> _Objective 1_:
In the Florida thread, south of which places does ricksayers recommend staying?
> _Objective 2_:
Transcribe, word for word, the part of the Florida thread that opens with the words containing "Planning an RV" and closes with "on the beach!".

> _Quoted passage_:
——
# Florida



## danac (Jul 1, 2013)

Planning an RV trip to Florida for two weeks beginning Dec. 20.  I have a few questions.
1.  How far south must I got for warm temps
2.  Would LOVE a campground on the beach!
3.  Any good campgrounds at Lake Okeechobee?

No firm plan....I'm open to suggestions.  Thanks!


----------



## H2H1 (Jul 1, 2013)

no reason to post twice, go back to your other post, and read it .


----------



## danac (Jul 2, 2013)

OK...thanks!  Didn't know how that worked!


----------



## ricksayers (Jul 29, 2013)

Having lived here for 24 years, I'd recommend you stay south of Ft Myers (west coast) or Palm beach (east coast).  Enjoy your trip.

Rick Sayers


----------



## mariaM (Jul 29, 2013)
——
> _Data extract_:
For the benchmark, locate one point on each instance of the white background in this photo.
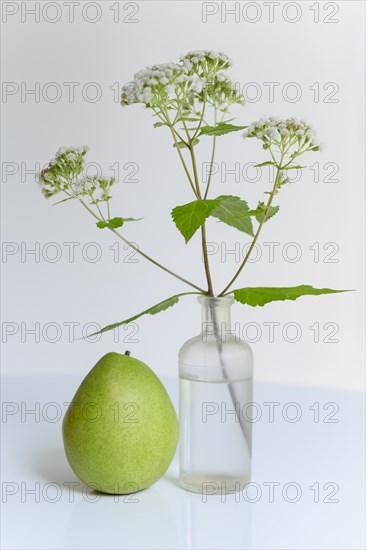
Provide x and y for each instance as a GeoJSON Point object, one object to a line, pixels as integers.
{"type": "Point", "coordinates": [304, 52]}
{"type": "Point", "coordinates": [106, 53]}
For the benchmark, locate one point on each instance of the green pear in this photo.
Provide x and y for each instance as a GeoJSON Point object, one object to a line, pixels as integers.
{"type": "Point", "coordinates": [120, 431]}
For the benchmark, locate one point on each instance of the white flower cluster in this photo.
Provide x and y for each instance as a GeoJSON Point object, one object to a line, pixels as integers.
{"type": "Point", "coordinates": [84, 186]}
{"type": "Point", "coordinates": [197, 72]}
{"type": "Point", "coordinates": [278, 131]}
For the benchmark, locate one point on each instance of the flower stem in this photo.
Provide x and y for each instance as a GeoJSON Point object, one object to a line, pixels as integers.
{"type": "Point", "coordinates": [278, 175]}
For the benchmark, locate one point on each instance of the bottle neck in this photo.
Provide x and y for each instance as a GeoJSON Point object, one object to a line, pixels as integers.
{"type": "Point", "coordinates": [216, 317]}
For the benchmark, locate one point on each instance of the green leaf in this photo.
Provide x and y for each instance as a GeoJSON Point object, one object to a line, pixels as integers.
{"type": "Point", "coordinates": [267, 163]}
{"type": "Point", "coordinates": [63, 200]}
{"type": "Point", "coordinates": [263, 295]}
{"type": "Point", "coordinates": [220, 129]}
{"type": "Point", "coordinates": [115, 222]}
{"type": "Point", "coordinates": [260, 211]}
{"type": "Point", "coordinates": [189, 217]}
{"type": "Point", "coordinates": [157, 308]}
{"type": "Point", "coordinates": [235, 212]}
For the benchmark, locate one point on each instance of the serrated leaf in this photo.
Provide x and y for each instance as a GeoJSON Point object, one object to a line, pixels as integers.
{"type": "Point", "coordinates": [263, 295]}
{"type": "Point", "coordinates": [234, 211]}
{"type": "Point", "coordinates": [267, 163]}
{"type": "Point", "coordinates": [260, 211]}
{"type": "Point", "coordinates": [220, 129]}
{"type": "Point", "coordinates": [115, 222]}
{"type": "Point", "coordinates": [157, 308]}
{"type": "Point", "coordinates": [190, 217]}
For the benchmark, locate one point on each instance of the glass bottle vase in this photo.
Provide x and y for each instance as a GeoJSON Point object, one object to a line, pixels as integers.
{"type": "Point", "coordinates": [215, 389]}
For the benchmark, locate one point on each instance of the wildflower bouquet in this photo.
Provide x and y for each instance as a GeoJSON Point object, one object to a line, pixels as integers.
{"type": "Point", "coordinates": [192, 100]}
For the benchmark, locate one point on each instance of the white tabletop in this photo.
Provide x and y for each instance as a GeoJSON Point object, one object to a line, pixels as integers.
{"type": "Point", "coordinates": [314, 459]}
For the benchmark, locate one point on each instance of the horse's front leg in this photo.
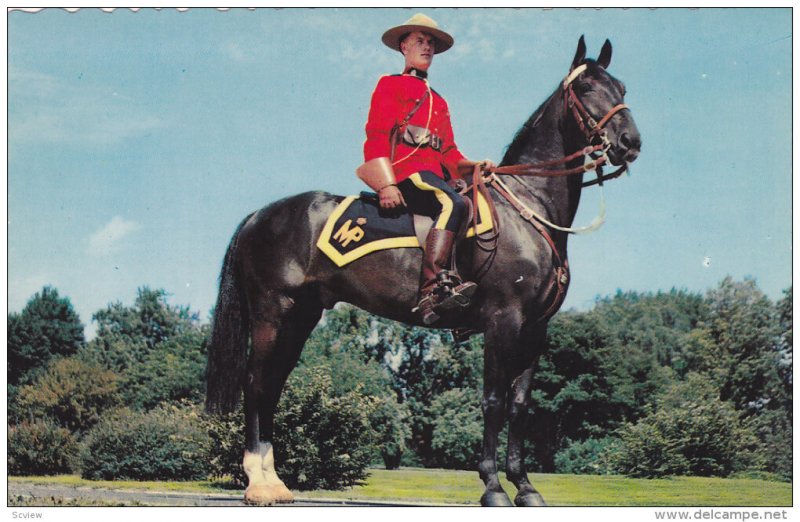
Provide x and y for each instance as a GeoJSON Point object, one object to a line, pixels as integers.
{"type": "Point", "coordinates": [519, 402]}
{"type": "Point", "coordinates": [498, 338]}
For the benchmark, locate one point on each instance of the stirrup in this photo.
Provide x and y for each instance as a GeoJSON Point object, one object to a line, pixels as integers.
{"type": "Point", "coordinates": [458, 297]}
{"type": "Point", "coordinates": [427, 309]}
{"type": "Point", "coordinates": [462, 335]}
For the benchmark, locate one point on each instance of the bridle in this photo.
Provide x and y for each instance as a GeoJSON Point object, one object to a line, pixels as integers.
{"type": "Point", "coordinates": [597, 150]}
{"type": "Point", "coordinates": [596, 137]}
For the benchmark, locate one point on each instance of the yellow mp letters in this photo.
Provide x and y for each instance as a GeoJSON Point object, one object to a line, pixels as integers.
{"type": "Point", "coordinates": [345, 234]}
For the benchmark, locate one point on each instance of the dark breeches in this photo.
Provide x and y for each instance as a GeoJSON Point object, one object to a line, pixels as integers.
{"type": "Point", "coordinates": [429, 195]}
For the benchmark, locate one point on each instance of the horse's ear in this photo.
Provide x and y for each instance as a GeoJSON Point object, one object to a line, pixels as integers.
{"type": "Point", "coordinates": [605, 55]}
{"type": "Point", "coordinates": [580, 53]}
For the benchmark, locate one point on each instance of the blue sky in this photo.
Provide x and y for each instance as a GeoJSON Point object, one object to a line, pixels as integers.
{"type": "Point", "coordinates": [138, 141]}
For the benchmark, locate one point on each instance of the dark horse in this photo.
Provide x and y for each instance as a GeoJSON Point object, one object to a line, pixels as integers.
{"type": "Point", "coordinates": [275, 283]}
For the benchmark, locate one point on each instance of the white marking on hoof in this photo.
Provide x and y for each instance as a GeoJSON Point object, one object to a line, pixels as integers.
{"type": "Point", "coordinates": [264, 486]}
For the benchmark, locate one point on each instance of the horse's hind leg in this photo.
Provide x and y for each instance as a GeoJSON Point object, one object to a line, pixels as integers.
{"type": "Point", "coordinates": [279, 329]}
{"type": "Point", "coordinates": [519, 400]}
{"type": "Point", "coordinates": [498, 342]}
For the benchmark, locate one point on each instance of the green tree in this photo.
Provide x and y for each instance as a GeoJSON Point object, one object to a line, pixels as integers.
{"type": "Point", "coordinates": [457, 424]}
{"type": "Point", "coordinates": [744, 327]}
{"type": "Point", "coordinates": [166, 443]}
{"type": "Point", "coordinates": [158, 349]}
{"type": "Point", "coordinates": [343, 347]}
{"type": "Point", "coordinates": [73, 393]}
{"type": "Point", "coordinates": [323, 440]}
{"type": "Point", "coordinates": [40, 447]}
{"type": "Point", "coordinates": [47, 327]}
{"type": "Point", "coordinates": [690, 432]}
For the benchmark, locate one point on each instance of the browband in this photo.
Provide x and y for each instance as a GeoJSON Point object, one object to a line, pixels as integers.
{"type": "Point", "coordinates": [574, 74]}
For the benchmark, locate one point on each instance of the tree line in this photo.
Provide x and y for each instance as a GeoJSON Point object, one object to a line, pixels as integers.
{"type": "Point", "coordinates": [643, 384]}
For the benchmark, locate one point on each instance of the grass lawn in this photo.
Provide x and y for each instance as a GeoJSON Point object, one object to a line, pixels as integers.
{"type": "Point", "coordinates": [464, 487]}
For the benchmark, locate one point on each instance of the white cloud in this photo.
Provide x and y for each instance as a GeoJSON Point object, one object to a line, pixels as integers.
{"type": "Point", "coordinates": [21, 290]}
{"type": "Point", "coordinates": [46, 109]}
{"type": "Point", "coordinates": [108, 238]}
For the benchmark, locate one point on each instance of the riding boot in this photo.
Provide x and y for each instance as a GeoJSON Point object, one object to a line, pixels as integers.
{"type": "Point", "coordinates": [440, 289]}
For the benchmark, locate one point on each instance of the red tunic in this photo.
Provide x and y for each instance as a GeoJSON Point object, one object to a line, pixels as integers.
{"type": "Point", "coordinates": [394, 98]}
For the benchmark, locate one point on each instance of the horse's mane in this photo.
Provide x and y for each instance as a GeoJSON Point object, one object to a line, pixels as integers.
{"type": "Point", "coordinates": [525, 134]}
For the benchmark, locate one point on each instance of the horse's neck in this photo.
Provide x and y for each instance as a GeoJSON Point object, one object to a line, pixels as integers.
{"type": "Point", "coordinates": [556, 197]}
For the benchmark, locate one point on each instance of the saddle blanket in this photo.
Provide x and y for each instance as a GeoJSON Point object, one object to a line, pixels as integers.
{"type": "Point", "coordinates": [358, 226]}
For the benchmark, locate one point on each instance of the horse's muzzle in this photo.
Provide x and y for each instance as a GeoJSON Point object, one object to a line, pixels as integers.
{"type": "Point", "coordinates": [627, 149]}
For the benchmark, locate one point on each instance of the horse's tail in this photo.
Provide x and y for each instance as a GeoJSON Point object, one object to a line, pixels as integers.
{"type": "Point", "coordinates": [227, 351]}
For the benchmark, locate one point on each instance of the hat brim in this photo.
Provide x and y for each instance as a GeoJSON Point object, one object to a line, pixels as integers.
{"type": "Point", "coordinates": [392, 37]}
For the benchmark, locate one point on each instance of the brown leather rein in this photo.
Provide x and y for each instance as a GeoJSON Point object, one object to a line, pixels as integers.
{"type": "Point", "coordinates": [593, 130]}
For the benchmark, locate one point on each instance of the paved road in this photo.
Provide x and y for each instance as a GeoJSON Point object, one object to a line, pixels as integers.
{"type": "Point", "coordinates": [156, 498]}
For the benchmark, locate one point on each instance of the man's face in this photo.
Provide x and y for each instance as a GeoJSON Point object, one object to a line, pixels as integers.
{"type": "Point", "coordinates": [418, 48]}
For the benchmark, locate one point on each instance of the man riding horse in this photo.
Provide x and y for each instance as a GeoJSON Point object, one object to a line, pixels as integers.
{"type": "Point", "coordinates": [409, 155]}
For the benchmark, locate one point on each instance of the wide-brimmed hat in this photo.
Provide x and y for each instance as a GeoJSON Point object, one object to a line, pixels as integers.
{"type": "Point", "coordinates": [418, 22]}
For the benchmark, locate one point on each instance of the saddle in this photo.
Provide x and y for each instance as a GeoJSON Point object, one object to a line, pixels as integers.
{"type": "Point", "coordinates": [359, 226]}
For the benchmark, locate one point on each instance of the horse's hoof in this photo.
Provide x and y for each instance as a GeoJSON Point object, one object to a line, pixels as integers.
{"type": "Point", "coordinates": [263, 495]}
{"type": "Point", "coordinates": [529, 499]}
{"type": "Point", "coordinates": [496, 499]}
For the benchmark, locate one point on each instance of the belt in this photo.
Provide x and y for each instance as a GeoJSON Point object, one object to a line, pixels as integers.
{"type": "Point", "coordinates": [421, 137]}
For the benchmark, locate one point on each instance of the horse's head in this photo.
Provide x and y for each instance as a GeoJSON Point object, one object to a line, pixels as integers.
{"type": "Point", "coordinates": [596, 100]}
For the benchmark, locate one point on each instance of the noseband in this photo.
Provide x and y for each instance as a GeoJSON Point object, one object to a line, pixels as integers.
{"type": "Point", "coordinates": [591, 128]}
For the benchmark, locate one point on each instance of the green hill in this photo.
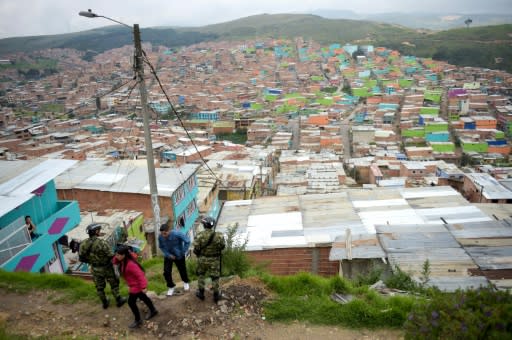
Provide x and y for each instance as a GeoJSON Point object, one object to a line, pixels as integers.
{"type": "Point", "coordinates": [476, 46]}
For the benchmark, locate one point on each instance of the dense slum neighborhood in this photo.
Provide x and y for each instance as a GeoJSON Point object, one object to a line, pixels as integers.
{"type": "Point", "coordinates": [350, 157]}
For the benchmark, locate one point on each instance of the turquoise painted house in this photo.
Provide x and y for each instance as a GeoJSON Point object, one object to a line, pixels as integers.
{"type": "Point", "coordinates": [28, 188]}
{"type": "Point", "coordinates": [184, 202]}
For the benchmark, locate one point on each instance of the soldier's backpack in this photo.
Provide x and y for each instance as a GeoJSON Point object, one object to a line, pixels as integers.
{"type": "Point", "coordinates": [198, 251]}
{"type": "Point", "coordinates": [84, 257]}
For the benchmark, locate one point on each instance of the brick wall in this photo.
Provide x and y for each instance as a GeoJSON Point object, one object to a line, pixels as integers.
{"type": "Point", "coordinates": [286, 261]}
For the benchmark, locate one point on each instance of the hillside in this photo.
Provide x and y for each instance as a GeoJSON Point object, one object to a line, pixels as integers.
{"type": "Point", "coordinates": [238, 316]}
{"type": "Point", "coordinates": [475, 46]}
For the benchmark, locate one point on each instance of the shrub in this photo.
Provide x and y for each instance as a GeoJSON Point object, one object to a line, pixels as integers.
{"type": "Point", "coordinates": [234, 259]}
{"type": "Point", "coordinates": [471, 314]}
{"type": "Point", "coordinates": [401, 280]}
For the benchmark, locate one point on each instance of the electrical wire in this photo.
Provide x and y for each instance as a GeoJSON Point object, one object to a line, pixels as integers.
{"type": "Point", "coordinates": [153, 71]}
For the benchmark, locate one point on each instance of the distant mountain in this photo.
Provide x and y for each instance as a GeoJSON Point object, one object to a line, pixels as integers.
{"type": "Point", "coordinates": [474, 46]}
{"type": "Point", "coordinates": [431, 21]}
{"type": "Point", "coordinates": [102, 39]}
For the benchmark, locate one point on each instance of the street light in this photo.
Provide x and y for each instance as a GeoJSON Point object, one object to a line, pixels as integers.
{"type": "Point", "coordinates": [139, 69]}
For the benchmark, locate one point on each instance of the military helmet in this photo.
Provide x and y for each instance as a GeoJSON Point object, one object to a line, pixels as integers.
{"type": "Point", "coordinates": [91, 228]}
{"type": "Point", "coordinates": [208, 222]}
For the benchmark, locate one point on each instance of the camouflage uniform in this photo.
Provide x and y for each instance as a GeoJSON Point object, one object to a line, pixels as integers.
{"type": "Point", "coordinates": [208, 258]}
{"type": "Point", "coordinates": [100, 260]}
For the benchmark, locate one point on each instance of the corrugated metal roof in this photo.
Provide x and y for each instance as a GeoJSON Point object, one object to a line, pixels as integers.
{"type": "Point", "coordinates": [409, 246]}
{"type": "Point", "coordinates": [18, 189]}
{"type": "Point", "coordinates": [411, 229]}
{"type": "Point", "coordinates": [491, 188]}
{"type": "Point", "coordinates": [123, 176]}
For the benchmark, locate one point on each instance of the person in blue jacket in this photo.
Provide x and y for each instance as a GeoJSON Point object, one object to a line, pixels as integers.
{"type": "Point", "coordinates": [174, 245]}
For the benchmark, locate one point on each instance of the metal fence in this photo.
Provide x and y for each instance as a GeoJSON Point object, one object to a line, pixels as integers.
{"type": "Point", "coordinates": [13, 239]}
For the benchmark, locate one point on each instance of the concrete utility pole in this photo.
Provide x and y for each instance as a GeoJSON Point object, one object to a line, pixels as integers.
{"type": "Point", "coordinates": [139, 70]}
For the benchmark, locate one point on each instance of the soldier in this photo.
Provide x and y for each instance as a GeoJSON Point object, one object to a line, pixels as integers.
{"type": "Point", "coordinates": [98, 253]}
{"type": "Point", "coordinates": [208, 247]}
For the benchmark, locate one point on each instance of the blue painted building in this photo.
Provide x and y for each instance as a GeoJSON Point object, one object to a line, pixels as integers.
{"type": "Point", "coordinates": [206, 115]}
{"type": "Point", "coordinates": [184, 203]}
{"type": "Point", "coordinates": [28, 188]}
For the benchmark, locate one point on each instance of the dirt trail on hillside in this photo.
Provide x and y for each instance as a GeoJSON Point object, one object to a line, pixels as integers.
——
> _Expected output 1_:
South of Ft Myers on the west coast or Palm beach on the east coast.

> _Expected output 2_:
Planning an RV trip to Florida for two weeks beginning Dec. 20.  I have a few questions.
1.  How far south must I got for warm temps
2.  Would LOVE a campground on the beach!